## [REQUIRED WORK]
Turn the records into a Markdown table with the columns Row and Text, numbering each row and leaving out blank lines. Begin at the line that has "Expected output: a single point for each instance of the throw" and stop at the end of the records.

## [RECORDS FOR THIS EXERCISE]

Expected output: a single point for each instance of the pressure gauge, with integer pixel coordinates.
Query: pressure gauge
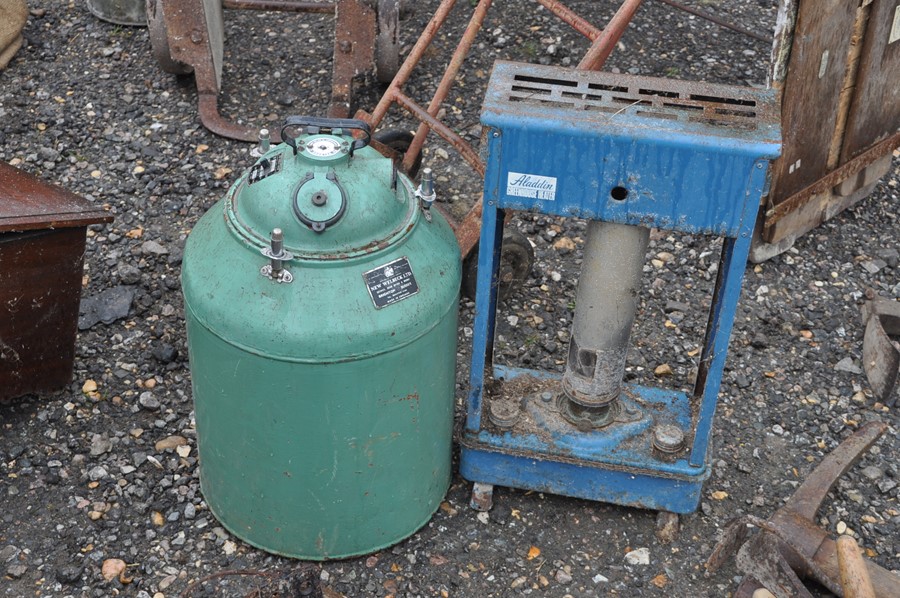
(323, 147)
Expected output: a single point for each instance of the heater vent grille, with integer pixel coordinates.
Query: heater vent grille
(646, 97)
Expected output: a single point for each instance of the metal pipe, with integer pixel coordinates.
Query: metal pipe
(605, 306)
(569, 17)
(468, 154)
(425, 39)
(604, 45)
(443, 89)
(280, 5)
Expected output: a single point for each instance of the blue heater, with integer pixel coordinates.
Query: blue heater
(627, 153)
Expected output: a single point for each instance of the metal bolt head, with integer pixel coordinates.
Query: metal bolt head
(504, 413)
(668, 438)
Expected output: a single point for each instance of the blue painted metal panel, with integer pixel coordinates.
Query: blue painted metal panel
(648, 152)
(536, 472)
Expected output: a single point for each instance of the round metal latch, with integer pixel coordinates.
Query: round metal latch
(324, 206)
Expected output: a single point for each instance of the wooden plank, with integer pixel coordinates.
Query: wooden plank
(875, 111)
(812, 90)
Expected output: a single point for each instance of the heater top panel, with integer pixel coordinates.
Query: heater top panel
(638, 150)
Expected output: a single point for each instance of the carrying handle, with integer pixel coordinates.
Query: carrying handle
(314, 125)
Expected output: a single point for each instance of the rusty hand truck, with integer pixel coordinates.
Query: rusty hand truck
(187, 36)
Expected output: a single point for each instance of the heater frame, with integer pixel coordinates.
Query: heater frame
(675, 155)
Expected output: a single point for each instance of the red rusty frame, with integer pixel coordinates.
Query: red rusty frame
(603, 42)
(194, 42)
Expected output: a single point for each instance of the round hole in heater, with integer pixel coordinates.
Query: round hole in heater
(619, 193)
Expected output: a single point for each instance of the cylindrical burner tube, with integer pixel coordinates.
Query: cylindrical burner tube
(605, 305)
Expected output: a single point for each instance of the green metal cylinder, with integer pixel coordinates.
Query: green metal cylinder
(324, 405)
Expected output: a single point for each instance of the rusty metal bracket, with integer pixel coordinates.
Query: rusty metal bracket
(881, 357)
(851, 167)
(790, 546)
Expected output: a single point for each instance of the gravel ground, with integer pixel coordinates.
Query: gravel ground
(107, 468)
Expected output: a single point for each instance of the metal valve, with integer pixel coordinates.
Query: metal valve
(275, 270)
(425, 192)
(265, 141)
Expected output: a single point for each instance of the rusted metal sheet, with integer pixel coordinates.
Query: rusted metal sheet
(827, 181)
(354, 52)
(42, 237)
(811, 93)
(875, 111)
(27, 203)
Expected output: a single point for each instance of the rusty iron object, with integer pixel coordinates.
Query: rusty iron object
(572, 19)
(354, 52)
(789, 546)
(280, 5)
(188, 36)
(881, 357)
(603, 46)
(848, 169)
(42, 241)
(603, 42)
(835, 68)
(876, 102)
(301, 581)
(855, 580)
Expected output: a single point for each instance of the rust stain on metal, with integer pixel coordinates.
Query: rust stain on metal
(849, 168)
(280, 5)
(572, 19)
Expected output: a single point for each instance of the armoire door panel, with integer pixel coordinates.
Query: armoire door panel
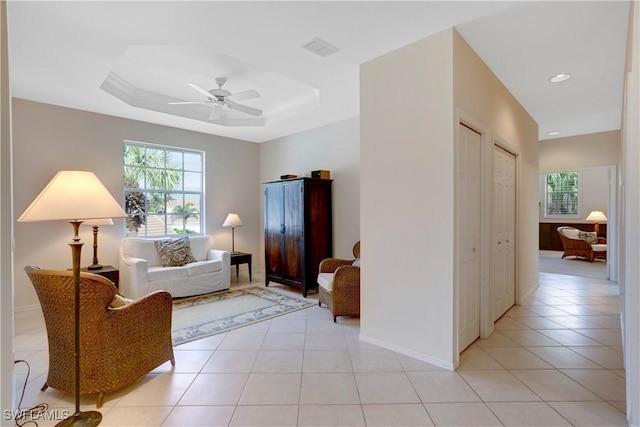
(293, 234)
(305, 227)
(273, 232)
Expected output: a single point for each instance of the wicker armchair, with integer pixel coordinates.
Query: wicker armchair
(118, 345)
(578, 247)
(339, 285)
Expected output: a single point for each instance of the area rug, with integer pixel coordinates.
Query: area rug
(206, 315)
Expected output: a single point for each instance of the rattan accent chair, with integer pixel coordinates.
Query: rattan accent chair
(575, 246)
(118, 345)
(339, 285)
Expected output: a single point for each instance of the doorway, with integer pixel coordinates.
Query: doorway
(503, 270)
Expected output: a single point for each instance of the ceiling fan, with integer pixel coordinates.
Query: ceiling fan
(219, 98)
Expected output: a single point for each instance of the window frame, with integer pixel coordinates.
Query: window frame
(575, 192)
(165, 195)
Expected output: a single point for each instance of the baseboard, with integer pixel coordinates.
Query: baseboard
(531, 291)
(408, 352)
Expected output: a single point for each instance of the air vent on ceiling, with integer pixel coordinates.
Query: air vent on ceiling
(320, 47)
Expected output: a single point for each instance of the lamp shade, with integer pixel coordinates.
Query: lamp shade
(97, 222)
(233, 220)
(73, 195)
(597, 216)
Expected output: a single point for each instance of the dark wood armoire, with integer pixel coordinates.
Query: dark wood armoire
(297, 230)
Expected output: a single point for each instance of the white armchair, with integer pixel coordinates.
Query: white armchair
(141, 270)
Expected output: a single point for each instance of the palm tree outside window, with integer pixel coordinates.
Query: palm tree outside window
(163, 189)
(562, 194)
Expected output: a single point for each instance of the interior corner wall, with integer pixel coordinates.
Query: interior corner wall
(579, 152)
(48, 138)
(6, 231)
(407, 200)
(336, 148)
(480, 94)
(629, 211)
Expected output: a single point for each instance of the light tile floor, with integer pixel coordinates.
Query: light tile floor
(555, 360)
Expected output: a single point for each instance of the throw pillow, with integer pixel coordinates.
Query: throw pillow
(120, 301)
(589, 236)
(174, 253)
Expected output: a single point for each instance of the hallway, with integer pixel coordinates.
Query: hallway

## [TASK RESPONSE]
| Row | Text |
|---|---|
| 1 | Expected output: a single point for each instance of the throw pillow, with integer pixel coordinates. |
| 2 | Query: throw pillow |
| 3 | (120, 301) |
| 4 | (589, 236) |
| 5 | (174, 253) |
| 6 | Expected output: a single point for each instance of the hallway, with integer pixel coordinates. |
| 7 | Query: hallway |